**Written task:**
Write out word for word the lines of the material that run from the line containing "Q: Locate the player's bare" through the end of the material, including both ends.

Data listing
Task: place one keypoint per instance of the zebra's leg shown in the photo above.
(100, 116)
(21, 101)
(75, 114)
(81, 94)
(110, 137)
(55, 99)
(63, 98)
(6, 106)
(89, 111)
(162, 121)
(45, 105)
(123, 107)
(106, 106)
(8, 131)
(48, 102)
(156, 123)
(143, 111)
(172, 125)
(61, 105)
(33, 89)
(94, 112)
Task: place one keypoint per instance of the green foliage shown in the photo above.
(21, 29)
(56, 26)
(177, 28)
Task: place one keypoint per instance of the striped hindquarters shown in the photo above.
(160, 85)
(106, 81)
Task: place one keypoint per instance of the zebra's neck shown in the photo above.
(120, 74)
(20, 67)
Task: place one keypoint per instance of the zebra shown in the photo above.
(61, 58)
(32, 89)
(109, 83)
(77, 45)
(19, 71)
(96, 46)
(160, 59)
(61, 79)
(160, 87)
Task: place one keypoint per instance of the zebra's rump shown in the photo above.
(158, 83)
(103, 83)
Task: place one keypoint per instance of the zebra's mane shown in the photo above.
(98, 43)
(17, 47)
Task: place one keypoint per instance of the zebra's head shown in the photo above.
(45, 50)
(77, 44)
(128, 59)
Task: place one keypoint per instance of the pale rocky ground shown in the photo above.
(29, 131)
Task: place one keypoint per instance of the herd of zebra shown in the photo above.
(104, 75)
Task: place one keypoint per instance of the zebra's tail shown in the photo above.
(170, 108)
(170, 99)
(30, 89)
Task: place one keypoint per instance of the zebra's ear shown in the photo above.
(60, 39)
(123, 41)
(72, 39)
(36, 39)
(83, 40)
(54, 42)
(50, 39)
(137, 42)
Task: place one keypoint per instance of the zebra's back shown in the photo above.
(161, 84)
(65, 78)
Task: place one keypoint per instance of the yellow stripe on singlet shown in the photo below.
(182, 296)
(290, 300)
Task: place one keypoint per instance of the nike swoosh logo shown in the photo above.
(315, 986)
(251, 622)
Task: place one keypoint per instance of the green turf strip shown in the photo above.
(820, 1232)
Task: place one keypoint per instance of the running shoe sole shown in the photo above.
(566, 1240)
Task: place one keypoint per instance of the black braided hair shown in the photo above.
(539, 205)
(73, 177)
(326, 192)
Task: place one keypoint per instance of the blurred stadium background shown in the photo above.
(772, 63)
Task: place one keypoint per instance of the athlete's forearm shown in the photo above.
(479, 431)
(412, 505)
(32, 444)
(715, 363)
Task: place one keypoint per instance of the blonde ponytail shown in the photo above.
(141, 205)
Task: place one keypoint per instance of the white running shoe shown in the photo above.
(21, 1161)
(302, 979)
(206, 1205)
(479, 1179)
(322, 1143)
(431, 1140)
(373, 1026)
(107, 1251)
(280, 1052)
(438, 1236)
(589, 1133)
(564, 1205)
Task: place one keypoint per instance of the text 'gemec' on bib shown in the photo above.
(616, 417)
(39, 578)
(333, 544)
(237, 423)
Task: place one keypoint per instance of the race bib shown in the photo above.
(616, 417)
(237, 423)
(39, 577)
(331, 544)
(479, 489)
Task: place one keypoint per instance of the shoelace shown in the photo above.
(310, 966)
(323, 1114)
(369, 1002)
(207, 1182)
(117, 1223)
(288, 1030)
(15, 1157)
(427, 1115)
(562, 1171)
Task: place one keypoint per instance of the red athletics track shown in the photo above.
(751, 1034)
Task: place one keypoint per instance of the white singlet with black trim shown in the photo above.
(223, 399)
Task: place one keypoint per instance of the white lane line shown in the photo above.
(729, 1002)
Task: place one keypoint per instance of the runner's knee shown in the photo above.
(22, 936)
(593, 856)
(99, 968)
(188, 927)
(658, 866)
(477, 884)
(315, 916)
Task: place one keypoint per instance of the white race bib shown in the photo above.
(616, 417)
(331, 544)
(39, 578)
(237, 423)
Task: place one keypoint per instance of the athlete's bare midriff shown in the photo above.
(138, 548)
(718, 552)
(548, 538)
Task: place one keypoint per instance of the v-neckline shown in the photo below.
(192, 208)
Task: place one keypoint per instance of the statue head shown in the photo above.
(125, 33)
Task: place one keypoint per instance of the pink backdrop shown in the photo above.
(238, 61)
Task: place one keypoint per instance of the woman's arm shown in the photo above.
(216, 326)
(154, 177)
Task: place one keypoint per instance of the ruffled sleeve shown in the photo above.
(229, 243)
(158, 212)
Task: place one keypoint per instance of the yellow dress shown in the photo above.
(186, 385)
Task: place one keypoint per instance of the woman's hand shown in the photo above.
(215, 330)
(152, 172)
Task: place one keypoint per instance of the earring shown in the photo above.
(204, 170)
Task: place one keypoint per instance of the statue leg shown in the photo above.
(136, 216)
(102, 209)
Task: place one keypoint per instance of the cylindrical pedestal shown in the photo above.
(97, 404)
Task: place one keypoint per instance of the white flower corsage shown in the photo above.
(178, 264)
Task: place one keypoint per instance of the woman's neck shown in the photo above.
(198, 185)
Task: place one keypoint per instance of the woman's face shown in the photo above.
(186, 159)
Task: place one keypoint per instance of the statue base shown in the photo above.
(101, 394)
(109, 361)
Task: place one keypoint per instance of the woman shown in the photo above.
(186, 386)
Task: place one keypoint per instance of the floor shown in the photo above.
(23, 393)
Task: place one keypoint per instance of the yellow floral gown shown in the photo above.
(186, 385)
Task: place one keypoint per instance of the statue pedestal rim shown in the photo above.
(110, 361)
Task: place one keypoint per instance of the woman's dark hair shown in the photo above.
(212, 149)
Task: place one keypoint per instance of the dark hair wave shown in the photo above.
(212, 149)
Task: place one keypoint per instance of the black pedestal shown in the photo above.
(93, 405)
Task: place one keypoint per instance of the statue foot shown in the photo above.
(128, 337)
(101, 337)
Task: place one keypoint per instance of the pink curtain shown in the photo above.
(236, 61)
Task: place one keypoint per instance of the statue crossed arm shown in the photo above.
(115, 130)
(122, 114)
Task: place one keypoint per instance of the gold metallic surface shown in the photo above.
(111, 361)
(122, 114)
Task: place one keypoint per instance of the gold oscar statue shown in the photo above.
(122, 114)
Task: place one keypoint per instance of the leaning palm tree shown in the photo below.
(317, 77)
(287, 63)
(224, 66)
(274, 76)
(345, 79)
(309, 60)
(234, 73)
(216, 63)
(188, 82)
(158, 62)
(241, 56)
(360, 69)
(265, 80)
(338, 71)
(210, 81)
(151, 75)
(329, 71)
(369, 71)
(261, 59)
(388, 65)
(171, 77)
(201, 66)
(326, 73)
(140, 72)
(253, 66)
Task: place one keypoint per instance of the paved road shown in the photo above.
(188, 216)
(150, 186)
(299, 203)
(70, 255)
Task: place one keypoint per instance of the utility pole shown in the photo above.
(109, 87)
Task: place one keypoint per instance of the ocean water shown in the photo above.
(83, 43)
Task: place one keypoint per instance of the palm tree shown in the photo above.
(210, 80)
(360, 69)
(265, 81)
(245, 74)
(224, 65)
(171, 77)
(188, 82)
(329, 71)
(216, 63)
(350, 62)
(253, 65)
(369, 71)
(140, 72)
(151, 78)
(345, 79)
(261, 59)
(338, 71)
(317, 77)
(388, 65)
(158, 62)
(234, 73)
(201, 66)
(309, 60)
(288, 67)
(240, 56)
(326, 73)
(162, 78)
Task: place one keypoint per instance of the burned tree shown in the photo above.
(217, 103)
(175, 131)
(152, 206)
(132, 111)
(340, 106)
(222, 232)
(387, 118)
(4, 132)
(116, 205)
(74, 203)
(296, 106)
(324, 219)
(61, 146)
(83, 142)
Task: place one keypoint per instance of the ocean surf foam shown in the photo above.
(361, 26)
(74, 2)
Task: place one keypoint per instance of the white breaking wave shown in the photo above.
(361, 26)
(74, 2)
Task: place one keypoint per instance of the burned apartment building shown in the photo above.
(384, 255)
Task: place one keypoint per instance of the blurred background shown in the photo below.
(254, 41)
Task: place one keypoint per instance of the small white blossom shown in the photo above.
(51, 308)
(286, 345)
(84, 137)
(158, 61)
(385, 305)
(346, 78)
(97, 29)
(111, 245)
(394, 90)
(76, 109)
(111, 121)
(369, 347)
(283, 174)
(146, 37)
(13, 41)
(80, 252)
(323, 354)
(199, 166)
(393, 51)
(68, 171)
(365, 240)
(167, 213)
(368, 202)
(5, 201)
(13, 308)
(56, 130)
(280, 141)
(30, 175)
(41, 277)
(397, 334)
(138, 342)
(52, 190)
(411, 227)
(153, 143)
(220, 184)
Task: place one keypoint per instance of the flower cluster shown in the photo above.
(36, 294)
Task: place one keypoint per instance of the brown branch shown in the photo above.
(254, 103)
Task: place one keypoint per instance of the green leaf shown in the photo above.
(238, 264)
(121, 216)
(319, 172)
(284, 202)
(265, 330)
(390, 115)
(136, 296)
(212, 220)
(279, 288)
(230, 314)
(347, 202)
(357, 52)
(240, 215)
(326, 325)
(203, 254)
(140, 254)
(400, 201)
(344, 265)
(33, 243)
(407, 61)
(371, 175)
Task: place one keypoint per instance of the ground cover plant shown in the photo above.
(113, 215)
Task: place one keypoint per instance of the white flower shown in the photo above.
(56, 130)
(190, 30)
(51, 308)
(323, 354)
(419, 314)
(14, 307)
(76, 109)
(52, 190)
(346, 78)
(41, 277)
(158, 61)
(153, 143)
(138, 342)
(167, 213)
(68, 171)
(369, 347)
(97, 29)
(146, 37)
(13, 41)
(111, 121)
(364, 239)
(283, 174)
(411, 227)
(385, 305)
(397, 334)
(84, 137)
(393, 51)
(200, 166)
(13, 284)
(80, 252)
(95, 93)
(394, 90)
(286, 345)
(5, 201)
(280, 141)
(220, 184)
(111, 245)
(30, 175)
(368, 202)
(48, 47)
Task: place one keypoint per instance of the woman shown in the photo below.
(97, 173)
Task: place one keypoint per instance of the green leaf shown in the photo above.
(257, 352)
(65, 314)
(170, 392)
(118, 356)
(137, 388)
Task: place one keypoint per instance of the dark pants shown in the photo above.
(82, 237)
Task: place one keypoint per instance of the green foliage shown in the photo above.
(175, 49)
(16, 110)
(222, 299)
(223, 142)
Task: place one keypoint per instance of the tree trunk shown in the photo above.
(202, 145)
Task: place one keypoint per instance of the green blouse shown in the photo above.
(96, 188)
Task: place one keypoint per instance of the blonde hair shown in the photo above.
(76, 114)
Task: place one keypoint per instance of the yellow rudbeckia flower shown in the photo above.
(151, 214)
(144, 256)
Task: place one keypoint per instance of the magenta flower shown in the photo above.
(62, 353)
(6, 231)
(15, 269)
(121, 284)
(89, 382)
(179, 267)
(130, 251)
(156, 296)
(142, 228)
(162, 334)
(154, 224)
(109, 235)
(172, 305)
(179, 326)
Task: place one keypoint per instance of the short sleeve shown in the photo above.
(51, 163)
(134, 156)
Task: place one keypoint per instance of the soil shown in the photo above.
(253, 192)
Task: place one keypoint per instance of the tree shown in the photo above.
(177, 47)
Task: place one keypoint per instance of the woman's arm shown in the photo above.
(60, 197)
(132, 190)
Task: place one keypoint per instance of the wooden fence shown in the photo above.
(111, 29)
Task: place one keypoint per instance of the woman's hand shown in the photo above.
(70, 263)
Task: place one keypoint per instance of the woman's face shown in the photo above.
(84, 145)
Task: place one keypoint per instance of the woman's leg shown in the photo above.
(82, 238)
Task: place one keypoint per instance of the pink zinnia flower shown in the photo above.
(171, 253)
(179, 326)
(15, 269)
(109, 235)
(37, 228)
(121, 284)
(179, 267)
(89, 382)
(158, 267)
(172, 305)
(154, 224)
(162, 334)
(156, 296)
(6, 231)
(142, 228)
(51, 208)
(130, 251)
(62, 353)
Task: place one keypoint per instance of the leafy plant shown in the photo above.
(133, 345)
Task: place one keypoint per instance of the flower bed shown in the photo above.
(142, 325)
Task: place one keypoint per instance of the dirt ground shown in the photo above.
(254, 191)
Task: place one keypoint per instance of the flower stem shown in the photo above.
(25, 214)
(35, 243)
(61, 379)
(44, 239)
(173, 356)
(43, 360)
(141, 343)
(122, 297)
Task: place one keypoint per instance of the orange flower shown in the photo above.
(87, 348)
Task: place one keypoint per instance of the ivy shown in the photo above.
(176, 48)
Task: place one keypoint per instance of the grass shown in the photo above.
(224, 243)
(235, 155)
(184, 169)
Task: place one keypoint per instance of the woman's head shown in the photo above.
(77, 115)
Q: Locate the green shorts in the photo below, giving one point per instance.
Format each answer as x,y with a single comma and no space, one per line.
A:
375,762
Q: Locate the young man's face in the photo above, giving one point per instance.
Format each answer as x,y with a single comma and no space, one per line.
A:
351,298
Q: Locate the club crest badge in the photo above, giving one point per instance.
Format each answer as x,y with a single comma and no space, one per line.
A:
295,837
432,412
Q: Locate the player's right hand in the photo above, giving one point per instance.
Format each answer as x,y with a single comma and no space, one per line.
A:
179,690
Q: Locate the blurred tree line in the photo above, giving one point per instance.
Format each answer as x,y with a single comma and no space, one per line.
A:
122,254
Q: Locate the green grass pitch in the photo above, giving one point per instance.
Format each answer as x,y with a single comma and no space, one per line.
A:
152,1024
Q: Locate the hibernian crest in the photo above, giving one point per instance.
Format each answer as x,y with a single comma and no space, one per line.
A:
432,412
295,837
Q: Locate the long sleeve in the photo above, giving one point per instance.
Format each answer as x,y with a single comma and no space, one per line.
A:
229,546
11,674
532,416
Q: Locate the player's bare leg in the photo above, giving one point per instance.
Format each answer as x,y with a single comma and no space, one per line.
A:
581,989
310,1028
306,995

**Exercise solution:**
Q: Locate the player's bare leg in the photo above, giving one point per instance.
Format each answer as x,y with a single comma and no space, one per line.
A:
581,989
310,1028
306,995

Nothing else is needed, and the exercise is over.